REQUEST: Copy every one of the records below verbatim, keeping each line unchanged and in its original order.

DATA SUPPLIED:
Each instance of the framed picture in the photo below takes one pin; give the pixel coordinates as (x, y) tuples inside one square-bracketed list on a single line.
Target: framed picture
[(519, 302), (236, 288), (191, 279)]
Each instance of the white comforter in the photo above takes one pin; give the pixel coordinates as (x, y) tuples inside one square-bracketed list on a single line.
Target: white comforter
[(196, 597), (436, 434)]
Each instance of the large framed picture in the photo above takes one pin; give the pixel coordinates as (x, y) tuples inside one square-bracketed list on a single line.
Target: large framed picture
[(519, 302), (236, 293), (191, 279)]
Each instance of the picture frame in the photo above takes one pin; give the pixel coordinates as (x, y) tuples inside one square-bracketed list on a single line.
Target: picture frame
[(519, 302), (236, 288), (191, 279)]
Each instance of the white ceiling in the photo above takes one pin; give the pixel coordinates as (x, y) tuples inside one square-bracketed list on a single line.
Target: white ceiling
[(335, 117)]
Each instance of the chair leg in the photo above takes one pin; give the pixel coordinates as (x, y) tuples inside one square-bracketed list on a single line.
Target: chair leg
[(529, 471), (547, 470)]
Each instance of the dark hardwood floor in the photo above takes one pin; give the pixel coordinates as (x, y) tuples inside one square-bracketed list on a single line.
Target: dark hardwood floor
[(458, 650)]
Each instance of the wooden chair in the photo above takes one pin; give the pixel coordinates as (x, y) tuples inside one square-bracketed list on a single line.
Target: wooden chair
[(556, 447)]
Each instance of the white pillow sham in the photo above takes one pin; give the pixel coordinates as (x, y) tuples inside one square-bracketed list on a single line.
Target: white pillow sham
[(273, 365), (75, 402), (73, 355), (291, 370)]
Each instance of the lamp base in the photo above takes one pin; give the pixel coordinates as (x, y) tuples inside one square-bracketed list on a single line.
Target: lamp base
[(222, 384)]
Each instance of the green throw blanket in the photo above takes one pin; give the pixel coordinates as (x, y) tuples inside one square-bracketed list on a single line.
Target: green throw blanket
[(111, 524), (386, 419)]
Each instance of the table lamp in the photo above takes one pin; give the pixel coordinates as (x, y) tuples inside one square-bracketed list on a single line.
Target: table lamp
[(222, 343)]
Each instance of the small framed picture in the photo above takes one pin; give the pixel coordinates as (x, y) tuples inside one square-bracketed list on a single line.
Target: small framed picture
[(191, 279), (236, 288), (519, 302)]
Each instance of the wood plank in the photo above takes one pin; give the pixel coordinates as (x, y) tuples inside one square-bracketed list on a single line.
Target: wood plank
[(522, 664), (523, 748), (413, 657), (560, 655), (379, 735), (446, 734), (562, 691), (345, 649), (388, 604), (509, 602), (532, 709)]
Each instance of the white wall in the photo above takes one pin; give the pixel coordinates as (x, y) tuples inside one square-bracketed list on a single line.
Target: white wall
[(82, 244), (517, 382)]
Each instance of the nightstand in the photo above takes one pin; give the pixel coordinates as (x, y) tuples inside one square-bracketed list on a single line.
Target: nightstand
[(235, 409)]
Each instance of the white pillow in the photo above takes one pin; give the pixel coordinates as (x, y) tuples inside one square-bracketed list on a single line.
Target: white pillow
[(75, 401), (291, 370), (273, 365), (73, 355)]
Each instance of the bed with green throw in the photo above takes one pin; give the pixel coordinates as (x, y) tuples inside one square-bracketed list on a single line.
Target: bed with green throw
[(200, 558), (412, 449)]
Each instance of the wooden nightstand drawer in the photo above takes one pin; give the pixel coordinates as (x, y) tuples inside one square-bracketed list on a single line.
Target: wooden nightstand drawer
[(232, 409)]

EXERCISE SOLUTION:
Each instance of the framed picture in the photo below takes one pin; give the pixel coordinates as (x, y) tuples inside one square-bracketed list on a single line.
Target: framed picture
[(519, 302), (236, 288), (191, 279)]
Each instance of the white comforter in the photo above takes one pin; give the pixel coordinates as (x, y) tuples inside one square-bracketed list on a single line.
Target: white comforter
[(196, 597), (436, 434)]
Each instance of the large framed picture in the photo above takes one pin; give the pixel coordinates as (x, y) tuples inside one square-bracketed list on a single line.
Target: large framed picture
[(519, 302), (236, 293), (191, 279)]
Each instance of the picture frame in the photo above takes one pin; give the pixel coordinates as (x, y) tuples inside one square-bracketed list on a single line.
Target: picture frame
[(519, 302), (236, 288), (191, 279)]
Each instance of the white ceiling in the photo above takes one pin; give the pixel coordinates as (x, y) tuples inside one square-bracketed list on a single line.
Target: white ceiling
[(335, 117)]
Each instance of the chair leg in the photo above takes one pin; give the pixel coordinates as (x, y) tuples inside one square-bracketed list on a single line.
Target: chair leg
[(529, 471), (547, 470)]
Each instance of the dark hardwood floor in the photo above takes one pin; give the pixel coordinates as (x, y) tuples inside one square-bracketed list on a single line.
Target: dark hardwood floor
[(458, 650)]
Each instance of the wooden chair in the photo above takes one pin; give the pixel coordinates as (x, y) tuples inside one square-bracketed list on a single line.
Target: wooden chair
[(556, 447)]
Each instance of the white pillow sham in the photo above takes one pin; give the pixel coordinates as (x, y) tuples inside one square-bracketed list on a single line.
Target: white pillow sham
[(273, 365), (75, 402), (73, 355), (291, 370)]
Each instance of the lamp base in the photo above takes one pin; give the pixel coordinates as (x, y) tuples inside one square-bracketed list on a single line.
Target: lamp base
[(222, 384)]
Each instance of the green throw blanket in the photo above takes one pin; give the pixel coordinates as (x, y) tuples inside one square-bracketed list on a single line.
Target: green throw blanket
[(111, 524), (386, 419)]
Each instance of the table lamp in the photo above takes one pin; give the pixel coordinates as (x, y) tuples inside one square-bracketed list on a single line.
Target: table lamp
[(222, 343)]
Each instance of the small framed picture in the photo above takes one pin; give the pixel coordinates as (x, y) tuples inside one square-bracketed list on a single line.
Target: small framed picture
[(191, 279), (236, 288), (519, 302)]
Each instance of the wood plank in the photo above takes one pin; give the pixel coordinates as (x, y) tuples inside one square-bracketed list on a single line.
Target: wood plank
[(522, 664), (523, 748), (413, 657), (560, 655), (379, 735), (446, 734), (562, 691), (345, 649), (388, 604), (509, 602), (532, 709)]
Each instance of the white wall in the photo above takes one pin; give the pixel coordinates as (x, y) tuples inside one square-bracketed list on a single line.
Target: white wall
[(82, 244), (517, 382)]
Each instance of the nightstand in the photo above takes one pin; give the pixel coordinates as (x, y) tuples inside one square-bracketed list on a single line.
Target: nightstand
[(235, 409)]
Each instance of the white pillow in the photo above takes one pin; give the pixel coordinates as (x, y) tuples inside one square-bracketed list on a single line.
Target: white pillow
[(75, 401), (291, 370), (273, 365), (73, 355)]
Each instance of the bed with green throw in the photo above takes one pin; give the pixel coordinates as (x, y) tuples inside one square-bracketed list on a single line.
Target: bed with green throw
[(200, 558), (412, 449)]
Each instance of the wooden nightstand drawer in the photo above takes one pin; give the pixel coordinates as (x, y) tuples inside one square-bracketed list on a single line.
Target: wooden nightstand drawer
[(232, 409)]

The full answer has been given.